(Object position labeling entries)
* * * * * * *

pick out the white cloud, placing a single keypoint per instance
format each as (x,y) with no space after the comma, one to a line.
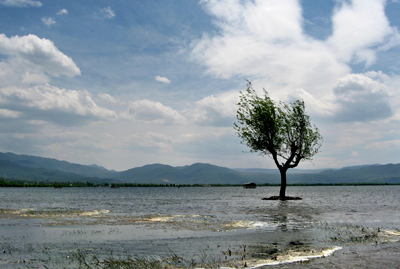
(62,12)
(153,112)
(264,41)
(6,113)
(108,12)
(151,140)
(106,97)
(42,98)
(163,80)
(48,21)
(21,3)
(215,110)
(358,27)
(361,98)
(32,59)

* * * * * * *

EXERCISE BRIEF —
Render every line of the rows above as a numbered list, skipping blank lines and omitting the pictures.

SOLUTION TO THIS PROBLEM —
1. pick out the white cloud, placing a single keypoint per instance
2. format each as (x,y) with no space after the comma, one to a line.
3. (62,12)
4. (153,112)
5. (264,41)
6. (6,113)
7. (108,12)
8. (151,140)
9. (106,97)
10. (42,98)
11. (163,80)
12. (48,21)
13. (21,3)
14. (215,110)
15. (358,27)
16. (361,98)
17. (32,59)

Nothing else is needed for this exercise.